Recorded data

:::

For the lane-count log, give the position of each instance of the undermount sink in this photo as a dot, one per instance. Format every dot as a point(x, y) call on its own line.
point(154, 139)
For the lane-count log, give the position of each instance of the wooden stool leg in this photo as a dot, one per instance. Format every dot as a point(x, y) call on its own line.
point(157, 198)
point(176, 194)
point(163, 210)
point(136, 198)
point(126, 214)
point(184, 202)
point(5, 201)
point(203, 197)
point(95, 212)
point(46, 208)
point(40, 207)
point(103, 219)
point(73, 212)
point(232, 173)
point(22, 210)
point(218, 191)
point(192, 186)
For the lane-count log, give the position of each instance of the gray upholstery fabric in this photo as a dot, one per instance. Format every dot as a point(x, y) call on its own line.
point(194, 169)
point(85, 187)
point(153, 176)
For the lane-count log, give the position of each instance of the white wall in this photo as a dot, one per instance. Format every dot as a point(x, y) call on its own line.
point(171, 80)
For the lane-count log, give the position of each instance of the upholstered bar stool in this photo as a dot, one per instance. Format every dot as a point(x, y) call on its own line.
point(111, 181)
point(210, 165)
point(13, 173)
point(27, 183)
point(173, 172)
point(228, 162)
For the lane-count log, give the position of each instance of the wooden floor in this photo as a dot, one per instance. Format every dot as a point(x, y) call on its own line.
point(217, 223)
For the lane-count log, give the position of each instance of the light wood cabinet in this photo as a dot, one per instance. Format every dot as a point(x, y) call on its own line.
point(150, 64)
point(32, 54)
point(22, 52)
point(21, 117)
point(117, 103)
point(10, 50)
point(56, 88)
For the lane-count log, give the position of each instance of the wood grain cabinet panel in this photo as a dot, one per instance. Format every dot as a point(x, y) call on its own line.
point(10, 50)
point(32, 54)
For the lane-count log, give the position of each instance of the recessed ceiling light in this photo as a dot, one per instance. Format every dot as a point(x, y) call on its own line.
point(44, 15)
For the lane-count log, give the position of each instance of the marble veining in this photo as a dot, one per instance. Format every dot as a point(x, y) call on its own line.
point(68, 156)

:::

■ Written request:
Please retype the lines above exactly, everything from the line containing "the wooden floor" down to the line containing "point(217, 223)", both included.

■ Result of the exercise:
For the lane-count log, give the position of each instance of the wooden floor in this photo as a dot, one per instance. Format every dot as a point(x, y) call on its own line.
point(217, 223)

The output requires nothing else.